■ WRITTEN PROBLEM
Without skipping anything, write out each record below exactly.

*****

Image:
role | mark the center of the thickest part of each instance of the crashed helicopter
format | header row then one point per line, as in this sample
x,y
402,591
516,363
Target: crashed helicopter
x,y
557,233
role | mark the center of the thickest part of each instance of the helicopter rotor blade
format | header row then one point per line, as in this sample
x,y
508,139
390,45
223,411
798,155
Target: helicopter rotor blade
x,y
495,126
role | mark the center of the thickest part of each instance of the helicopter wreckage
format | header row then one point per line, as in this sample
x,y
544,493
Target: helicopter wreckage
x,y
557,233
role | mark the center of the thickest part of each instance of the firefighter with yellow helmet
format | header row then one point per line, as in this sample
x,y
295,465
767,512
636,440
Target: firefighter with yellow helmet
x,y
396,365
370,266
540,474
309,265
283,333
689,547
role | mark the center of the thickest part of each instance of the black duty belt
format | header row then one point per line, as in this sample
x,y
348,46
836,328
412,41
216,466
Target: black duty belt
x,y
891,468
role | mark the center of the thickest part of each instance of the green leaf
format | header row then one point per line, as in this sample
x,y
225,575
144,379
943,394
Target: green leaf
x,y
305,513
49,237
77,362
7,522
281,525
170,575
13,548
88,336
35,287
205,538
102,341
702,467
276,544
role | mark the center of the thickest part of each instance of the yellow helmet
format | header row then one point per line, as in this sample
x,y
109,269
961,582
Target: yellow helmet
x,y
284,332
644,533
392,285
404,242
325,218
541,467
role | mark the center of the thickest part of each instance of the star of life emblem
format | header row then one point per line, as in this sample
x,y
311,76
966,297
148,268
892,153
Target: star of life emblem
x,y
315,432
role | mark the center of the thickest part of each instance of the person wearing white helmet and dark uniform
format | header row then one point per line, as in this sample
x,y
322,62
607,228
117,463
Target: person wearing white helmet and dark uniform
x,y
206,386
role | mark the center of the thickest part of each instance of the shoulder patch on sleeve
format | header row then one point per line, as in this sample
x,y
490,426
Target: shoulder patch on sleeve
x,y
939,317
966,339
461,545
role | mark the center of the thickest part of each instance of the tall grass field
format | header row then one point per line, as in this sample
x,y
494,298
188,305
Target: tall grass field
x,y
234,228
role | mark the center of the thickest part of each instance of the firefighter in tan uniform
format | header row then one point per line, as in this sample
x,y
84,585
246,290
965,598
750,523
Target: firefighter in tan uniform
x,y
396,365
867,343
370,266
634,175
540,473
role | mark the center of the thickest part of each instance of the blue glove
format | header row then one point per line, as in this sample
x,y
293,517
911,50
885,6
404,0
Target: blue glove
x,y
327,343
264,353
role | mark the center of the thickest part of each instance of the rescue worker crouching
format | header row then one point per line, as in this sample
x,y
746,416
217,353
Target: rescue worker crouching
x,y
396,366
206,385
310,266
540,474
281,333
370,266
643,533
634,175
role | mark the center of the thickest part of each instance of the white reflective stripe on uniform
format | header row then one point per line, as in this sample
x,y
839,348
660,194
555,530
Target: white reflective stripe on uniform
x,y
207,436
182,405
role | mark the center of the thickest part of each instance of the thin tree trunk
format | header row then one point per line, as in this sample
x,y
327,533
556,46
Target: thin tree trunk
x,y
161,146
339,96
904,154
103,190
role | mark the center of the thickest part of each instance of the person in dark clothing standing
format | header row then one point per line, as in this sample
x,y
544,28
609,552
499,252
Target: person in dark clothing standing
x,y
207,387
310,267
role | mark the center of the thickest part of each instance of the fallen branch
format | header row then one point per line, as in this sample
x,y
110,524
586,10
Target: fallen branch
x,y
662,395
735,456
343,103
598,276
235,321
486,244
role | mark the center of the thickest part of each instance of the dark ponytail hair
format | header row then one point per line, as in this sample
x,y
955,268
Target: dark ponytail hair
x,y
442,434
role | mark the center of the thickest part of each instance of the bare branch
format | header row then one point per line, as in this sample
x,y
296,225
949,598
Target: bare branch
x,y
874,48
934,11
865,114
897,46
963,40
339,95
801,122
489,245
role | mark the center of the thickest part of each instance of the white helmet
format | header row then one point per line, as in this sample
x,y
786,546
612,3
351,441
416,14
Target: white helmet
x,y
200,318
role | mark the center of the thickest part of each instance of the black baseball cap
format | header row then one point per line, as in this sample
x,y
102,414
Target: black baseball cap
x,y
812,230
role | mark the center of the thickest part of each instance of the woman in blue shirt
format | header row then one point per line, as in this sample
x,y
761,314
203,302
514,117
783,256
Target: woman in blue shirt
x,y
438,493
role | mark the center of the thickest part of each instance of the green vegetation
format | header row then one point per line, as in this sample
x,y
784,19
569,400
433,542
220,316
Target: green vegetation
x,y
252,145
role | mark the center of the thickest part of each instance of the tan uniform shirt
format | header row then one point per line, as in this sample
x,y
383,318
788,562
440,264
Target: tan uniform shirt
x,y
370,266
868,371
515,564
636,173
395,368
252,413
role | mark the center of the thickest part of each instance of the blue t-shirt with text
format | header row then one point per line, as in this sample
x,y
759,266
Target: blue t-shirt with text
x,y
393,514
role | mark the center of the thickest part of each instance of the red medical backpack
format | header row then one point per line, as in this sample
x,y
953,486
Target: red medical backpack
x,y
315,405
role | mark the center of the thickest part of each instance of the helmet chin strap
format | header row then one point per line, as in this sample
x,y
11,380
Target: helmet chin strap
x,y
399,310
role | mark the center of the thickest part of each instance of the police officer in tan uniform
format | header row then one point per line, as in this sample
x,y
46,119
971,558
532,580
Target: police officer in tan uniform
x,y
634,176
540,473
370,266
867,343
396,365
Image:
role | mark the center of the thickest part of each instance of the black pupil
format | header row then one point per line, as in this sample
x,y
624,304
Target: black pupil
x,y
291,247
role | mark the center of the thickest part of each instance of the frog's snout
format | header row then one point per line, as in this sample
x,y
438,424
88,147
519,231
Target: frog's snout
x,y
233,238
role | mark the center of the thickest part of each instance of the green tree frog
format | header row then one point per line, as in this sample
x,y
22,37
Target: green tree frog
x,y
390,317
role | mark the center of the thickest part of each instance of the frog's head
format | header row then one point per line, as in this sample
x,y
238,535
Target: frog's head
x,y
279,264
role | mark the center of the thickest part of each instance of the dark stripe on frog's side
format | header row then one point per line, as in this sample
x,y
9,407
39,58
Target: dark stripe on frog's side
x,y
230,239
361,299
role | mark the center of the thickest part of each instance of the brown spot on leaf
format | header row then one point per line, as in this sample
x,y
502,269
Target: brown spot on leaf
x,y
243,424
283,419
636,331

*****

■ RESPONSE BELOW
Image:
role | mark the center of the thickest part of each instance of the crashed helicopter
format | header row then one point per line, as in this sample
x,y
402,591
516,363
Target: crashed helicopter
x,y
557,233
role | mark the center of the thickest part of each instance of the helicopter rotor blade
format | header row then one point per line, as in this sample
x,y
508,139
390,45
223,411
798,155
Target: helicopter rotor blade
x,y
495,126
role | mark the center of the thickest part of each instance of the helicopter wreckage
format | header row then one point per line, as in this sample
x,y
544,493
Target: helicopter wreckage
x,y
557,233
role | mark the center of the thickest part of each instance of the firefighter with yellow helmet
format | header row then one point per line, as in this sample
x,y
295,465
767,512
636,440
Target: firefighter with yellow helmet
x,y
396,365
370,266
540,474
309,265
283,333
689,547
role | mark the center of the thickest part of each instance of the black duty belt
format | header row then one point per line, as in this sample
x,y
348,46
836,328
412,41
216,466
Target: black duty belt
x,y
891,468
role | mark the center of the thickest part of each instance of the green leaf
format | header row then one point per line, as in this sample
x,y
225,575
144,379
943,394
Target: green leaf
x,y
305,513
49,237
77,362
7,522
281,525
170,575
13,548
88,336
35,287
205,538
102,341
702,467
276,544
role | mark the center of the thickest part of each instance of the yellow helmet
format | header row then one point per line, as in this sample
x,y
109,269
961,582
Target: yellow helmet
x,y
284,332
644,533
392,285
404,242
325,218
541,467
role | mark the center of the thickest part of each instance of the star of life emblem
format | header row then one point per line, as in this sample
x,y
311,76
966,297
148,268
892,153
Target: star of life emblem
x,y
315,432
role | mark the center of the thickest part of each instance of the person wearing white helmet and dark uniform
format | header row then one point per line, as in this sample
x,y
322,62
607,228
117,463
Target: person wearing white helmet and dark uniform
x,y
206,386
role | mark the center of the thickest part of each instance of the shoulder patch on sleeve
format | header row then one point per line, as in this sample
x,y
490,426
Target: shoulder patch on sleeve
x,y
939,317
966,339
461,545
role | mark the center of the thickest part of each instance of the tall grass field
format | header row then one point per line, as in this sample
x,y
494,298
188,305
Target: tall grass field
x,y
234,228
role | mark the center of the thickest part of each instance of the firefighter in tan uniform
format | header row then one point per line, as in this sample
x,y
84,585
246,290
965,598
750,523
Target: firefighter in tan uniform
x,y
396,365
867,343
370,266
634,175
540,473
role | mark the center of the thickest part of each instance of the blue glove
format | header row then one point per line, as in this sample
x,y
293,517
911,50
885,6
404,0
Target: blue glove
x,y
327,343
264,353
role | mark the center of the thickest part of each instance of the rescue worker crouching
format | header row then one point per line, as in this sample
x,y
746,416
217,353
Target: rescue worker crouching
x,y
396,366
206,385
310,266
540,474
281,333
370,266
643,533
634,175
role | mark the center of the thickest part of each instance of the white reflective stripe on uniform
format | header row then one point per line, as in this sample
x,y
839,348
660,194
555,530
Target: white reflective stripe on uniform
x,y
207,436
182,405
role | mark the center of the thickest part of each instance of the thin tree trunk
format | header row then one point per line, as in this sample
x,y
327,533
556,46
Target: thin tree trunk
x,y
161,146
339,96
904,154
103,190
role | mark the center of the thickest part of each instance of the person in dark clothing standing
format | header row then one point per line, as in this sample
x,y
544,28
609,552
499,252
Target: person in dark clothing standing
x,y
207,387
310,267
role | mark the center of the thickest part of each instance of the fallen branch
format | header row then one point per line, as in this sample
x,y
110,524
586,10
Target: fallen branch
x,y
662,395
735,456
343,103
598,276
235,321
486,244
role | mark the center of the thickest part of each instance of the dark ponytail hair
format | header row then one point per line, as in this sample
x,y
955,268
Target: dark ponytail hair
x,y
442,434
role | mark the center of the thickest part of each instance of the bare branch
format | header row then one point per line, as in this sample
x,y
296,225
949,598
Target: bare branch
x,y
874,48
934,11
865,114
897,46
963,40
339,95
801,122
489,245
role | mark the center of the thickest part of each instance of the white helmet
format | header row then one point per line, as in this sample
x,y
786,546
612,3
351,441
416,14
Target: white helmet
x,y
200,318
role | mark the center of the thickest part of each instance of the black baseball cap
format | header row then one point per line, as in this sample
x,y
102,414
Target: black baseball cap
x,y
812,230
role | mark the center of the thickest part of each instance of the woman in blue shirt
format | header row then one point per line, as in this sample
x,y
761,314
203,302
514,117
783,256
Target: woman in blue shirt
x,y
438,493
role | mark the center of the thickest part of each instance of the green vegetation
format | header row then one point per line, as in this sample
x,y
784,19
569,400
433,542
220,316
Target: green vegetation
x,y
252,145
role | mark the center of the thickest part of each instance of the tan uniform shirt
format | header row then one point per line, as in this sample
x,y
383,318
788,562
440,264
Target: tan uniform shirt
x,y
370,266
868,371
515,564
636,173
395,368
252,413
role | mark the center of the thickest part of each instance of the blue t-shirt with text
format | header row then one point per line, as in this sample
x,y
759,266
Target: blue t-shirt with text
x,y
393,514
role | mark the center of the thickest part of each instance of the red medical backpack
format | header row then one point per line, as in this sample
x,y
953,486
Target: red medical backpack
x,y
315,405
role | mark the center of the thickest part of each instance of the helmet chin strap
format | header row then one point per line, as in this sample
x,y
11,380
Target: helmet chin strap
x,y
399,310
role | mark the center of the thickest part of each instance of the police officer in tan uniform
format | header row then one point per line, as in this sample
x,y
46,119
971,558
532,580
Target: police officer in tan uniform
x,y
634,176
540,473
370,266
867,343
396,365
Image:
role | mark the center of the thickest part of each instance of the black pupil
format | header row then one point per line, as in this sample
x,y
624,304
Target: black pupil
x,y
291,247
role | mark the center of the thickest part of each instance of the frog's snout
format | header row then one point per line, as in this sample
x,y
438,424
88,147
519,231
Target: frog's snout
x,y
233,238
role | mark the center of the thickest part of each instance of the green tree frog
format | header row then one point per line, as in this sample
x,y
22,37
Target: green tree frog
x,y
390,317
role | mark the center of the thickest part of each instance of the frog's head
format | header row then one point per line, as in this sample
x,y
238,535
Target: frog's head
x,y
279,264
role | mark the center of the thickest part of each instance of the dark stripe on frog's side
format | header row then one point per line, as in this sample
x,y
9,407
39,58
Target: dark stripe on frog's side
x,y
230,239
361,299
role | mark the center of the thickest part of each instance of the brown spot on leaf
format | header row then one point per line, as in this sample
x,y
502,269
Target: brown spot on leaf
x,y
243,424
283,419
636,331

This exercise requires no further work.